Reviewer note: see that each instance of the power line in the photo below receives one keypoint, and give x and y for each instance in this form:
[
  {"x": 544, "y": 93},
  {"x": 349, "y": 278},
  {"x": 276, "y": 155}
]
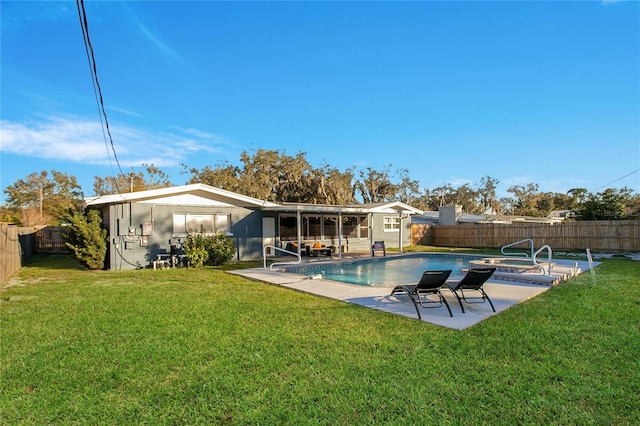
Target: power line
[
  {"x": 627, "y": 175},
  {"x": 84, "y": 25}
]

■ ■ ■ ■ ■ ■ ■

» Directions for this task
Transcribe the records verbatim and omit the images.

» Exercise answer
Reviewer note: see that each instance of the power line in the photo below receives one keypoint, and give x and y for each instance in this form:
[
  {"x": 544, "y": 93},
  {"x": 349, "y": 278},
  {"x": 276, "y": 155}
]
Target: power line
[
  {"x": 627, "y": 175},
  {"x": 84, "y": 25}
]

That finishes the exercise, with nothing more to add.